L’hypothèque légale de construction : un outil dont la validité repose tant sur la forme que le fond

Deux décisions ont été rendues récemment par la Cour supérieure en matière d’hypothèque légale de la construction. Ces dernières mettent en parallèle l’importance de respecter les conditions de validité de toute demande afférente à cette garantie, que ce soit le véhicule procédural utilisé ou encore les critères y donnant ouverture. 

Un vice procédural fatal 

7162936 Canada inc. et als sont propriétaires d’un immeuble dont la construction est confiée à Magil construction inc. À son tour, cette dernière conclut un contrat de sous-traitance avec Gamma Murs et fenêtres international inc. (« Gamma »), laquelle s’engage à fournir les produits et à exécuter les travaux de murs, rideaux, vitrages et panneaux d’aluminium.

• Description de la tâche: Dans l'extrait sur l'hypothèque légale de construction, quelle entreprise est chargée de la construction de l'immeuble ? Appuyez-vous uniquement sur l'extrait pour répondre.

• Données présentées:

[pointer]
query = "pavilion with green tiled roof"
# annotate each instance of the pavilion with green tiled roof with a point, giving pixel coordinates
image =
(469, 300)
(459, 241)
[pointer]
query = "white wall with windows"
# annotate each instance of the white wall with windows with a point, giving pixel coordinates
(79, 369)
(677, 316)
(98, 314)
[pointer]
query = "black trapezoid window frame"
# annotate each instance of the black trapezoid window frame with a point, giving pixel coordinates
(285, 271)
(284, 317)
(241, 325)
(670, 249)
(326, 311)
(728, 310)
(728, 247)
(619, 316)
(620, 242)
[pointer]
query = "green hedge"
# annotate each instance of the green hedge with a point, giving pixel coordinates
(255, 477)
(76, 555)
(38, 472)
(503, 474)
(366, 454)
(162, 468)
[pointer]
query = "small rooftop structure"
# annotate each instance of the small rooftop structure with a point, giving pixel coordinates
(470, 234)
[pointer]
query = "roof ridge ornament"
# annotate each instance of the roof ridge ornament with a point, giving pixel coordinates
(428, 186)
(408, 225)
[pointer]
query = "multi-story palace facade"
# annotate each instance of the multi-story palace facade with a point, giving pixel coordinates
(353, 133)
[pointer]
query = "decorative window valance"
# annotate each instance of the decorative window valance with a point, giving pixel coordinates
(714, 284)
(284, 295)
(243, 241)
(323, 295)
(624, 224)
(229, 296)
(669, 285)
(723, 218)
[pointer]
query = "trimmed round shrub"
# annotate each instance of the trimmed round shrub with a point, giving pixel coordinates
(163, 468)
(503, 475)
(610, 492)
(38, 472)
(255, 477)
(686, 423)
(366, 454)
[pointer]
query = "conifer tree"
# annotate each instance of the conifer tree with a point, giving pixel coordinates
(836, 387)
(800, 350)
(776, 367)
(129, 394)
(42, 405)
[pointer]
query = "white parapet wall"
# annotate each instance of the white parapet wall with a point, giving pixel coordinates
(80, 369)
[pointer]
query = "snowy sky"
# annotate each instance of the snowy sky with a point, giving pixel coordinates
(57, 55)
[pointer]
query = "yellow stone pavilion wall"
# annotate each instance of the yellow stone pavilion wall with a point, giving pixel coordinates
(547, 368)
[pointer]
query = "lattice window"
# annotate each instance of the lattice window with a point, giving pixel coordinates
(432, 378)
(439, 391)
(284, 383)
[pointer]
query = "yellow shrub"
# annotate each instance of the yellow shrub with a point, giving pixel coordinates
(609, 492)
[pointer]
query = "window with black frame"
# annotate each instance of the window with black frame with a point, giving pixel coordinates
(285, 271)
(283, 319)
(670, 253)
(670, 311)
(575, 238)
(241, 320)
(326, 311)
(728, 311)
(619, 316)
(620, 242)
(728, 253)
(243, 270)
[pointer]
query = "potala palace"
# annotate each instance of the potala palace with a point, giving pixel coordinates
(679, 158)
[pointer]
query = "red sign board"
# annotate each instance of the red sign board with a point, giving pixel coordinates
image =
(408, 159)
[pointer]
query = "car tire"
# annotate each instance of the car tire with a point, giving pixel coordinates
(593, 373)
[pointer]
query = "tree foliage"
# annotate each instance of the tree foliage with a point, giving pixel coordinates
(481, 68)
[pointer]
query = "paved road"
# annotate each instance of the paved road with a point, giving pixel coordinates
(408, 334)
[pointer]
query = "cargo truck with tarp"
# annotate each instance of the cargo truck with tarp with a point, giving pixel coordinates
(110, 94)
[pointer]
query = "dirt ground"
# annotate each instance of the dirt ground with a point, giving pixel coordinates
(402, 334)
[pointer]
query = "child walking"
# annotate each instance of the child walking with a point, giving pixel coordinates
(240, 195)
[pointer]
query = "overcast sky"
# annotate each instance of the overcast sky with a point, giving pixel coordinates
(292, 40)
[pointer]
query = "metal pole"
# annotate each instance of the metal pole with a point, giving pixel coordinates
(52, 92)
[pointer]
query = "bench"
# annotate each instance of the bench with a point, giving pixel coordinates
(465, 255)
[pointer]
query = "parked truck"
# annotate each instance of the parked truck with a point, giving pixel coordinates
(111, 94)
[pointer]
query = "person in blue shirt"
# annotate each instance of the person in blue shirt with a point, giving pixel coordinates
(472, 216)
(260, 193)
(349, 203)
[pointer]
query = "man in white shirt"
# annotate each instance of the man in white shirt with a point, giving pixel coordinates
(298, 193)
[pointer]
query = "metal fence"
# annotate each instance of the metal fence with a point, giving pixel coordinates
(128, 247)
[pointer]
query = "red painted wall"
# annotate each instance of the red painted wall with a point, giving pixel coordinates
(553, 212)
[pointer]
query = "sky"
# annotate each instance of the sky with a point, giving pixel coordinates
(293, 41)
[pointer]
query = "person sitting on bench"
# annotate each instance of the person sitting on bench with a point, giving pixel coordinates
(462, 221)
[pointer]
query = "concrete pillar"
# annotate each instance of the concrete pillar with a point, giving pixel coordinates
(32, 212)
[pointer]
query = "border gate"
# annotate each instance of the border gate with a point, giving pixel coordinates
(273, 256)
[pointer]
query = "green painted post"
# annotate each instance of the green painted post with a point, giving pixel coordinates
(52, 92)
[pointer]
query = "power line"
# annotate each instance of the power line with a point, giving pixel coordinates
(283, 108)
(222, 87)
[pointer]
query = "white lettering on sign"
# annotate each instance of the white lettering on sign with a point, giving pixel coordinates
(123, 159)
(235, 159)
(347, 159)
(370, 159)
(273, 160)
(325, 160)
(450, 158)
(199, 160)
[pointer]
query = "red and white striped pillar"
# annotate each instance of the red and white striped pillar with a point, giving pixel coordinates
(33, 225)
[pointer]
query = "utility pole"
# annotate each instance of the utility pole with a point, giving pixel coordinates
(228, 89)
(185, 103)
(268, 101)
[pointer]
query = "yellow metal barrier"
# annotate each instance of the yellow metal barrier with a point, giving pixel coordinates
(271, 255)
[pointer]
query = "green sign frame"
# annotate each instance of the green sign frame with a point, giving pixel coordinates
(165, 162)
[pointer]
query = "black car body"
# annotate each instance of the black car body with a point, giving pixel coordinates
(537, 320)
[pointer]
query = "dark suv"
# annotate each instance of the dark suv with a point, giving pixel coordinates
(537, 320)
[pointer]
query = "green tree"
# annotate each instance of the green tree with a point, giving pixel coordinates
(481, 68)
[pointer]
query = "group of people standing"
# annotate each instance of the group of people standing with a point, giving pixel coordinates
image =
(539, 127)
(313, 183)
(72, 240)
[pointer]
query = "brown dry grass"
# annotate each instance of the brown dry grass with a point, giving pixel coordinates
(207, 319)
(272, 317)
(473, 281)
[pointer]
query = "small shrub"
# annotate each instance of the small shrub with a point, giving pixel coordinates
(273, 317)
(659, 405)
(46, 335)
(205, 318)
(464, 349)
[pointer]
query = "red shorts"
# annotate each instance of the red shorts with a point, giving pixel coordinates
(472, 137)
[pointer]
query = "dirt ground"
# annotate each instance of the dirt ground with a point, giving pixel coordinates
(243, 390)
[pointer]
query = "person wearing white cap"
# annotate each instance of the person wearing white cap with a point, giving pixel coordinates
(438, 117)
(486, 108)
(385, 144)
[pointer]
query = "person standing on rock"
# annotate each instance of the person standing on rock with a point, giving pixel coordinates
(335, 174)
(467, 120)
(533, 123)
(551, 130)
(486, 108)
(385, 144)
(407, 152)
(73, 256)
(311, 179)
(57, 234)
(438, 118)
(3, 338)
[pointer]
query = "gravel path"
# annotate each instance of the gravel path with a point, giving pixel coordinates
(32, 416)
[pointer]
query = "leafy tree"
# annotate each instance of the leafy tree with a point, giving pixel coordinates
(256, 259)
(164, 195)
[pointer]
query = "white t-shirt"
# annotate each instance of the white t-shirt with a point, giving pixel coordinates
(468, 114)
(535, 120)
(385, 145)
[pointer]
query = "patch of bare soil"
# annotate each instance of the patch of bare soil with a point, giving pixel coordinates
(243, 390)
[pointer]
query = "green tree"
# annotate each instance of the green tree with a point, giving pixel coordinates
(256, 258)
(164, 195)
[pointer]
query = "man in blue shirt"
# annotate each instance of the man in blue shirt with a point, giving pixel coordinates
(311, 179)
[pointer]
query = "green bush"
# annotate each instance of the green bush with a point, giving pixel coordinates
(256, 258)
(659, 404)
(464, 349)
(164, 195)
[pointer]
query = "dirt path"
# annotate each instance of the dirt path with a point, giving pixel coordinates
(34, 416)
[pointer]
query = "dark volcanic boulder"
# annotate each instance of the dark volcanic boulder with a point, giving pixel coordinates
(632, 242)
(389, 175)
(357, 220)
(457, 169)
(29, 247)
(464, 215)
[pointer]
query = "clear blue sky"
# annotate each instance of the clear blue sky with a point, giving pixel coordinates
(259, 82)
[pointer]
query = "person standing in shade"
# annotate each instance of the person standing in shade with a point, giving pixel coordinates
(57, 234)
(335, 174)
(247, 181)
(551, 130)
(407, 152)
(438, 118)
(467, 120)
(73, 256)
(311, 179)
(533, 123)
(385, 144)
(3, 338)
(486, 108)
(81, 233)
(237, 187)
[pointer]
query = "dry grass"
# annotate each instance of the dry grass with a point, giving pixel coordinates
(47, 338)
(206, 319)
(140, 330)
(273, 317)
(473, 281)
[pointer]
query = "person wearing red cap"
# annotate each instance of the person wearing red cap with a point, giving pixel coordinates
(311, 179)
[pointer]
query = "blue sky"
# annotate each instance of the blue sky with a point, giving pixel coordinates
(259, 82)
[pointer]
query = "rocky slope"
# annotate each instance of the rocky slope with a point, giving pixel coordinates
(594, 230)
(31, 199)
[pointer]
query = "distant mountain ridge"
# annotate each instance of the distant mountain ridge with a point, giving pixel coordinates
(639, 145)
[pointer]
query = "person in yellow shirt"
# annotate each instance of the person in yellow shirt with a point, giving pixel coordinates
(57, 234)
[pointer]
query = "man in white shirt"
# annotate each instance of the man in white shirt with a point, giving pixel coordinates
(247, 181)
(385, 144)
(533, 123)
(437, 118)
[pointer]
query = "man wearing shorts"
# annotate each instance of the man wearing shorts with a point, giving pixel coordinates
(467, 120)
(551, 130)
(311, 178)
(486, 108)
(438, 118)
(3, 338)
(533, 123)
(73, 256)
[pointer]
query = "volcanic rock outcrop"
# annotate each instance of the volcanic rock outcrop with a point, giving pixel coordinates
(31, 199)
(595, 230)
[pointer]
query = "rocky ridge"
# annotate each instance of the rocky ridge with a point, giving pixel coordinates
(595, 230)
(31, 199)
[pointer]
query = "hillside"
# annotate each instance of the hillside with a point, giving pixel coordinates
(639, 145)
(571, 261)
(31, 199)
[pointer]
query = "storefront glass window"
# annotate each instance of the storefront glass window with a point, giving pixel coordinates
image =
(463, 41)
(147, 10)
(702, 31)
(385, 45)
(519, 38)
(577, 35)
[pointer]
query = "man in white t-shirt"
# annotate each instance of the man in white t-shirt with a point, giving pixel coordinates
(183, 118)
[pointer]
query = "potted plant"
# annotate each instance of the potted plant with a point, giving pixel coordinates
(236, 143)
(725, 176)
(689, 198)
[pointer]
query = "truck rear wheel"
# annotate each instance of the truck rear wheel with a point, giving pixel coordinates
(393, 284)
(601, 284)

• Résultat obtenu: Magil construction inc.